Rambouillet

22 août 1944 - Rambouillet

PARIS

LE SCEAU DE LA LIBERATION

Vers Paris

 

LE 21 août, nous étions toujours devant Argentan. Glissant derrière nous, l’armée américaine avait progressé jusqu’à Dreux et jusqu’à Chartres, poussé des reconnaissances vers Rambouillet. Puis, tandis que de Dreux notre XVe Corps (sans nous) attaquait droit au nord et coupait la Seine à Meulan, on voyait au sud la tache des reconnaissances blindées toucher le fleuve vers Fontainebleau. Le commandement américain soumettait ses décisions à la froide raison militaire, débordait Rouen, puis Paris.
Paris : pour nos alliés, objectif impersonnel et difficile, émiettant les colonnes dans les dédales interminables de ses banlieues, déversant sur leurs pas les torrents inconnus de sa population.
Pour nous : la première étape, aussi nécessaire dans la chaîne de nos efforts que tous nos gestes passés. Mais aussi, dépassant infiniment n’importe lequel de ces gestes, celle qui devait les sceller tous, les rendre tous en bloc à notre pays. Plus encore, nous menant au cœur de ce soulèvement de toute la France, au nom duquel tant de silhouettes décidées étaient déjà venues à notre rencontre aux détours des chemins, l’étape qui devait nous ressouder à notre propre peuple dans le cyclone de sa libération. Car depuis le 19, nous le savons, Paris fermente et s’allume.

● Consigne
Dites si chacune des affirmations suivantes concorde avec l'extrait, en répondant par oui ou non et en citant les mots décisifs de l'extrait : (a) le 21 août, ceux qui racontent se trouvaient encore devant Argentan ; (b) le XVe Corps attaquait vers le nord en compagnie de ceux qui racontent ; (c) l'agitation de Paris avait commencé le 19.

Éléments issus d'un jeu de données:
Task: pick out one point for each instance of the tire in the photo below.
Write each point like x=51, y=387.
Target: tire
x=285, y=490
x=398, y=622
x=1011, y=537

● Réponse attendue
(a) Oui : « LE 21 août, nous étions toujours devant Argentan. »
(b) Non : « notre XVe Corps (sans nous) attaquait droit au nord »
(c) Oui : « Car depuis le 19, nous le savons, Paris fermente et s’allume. »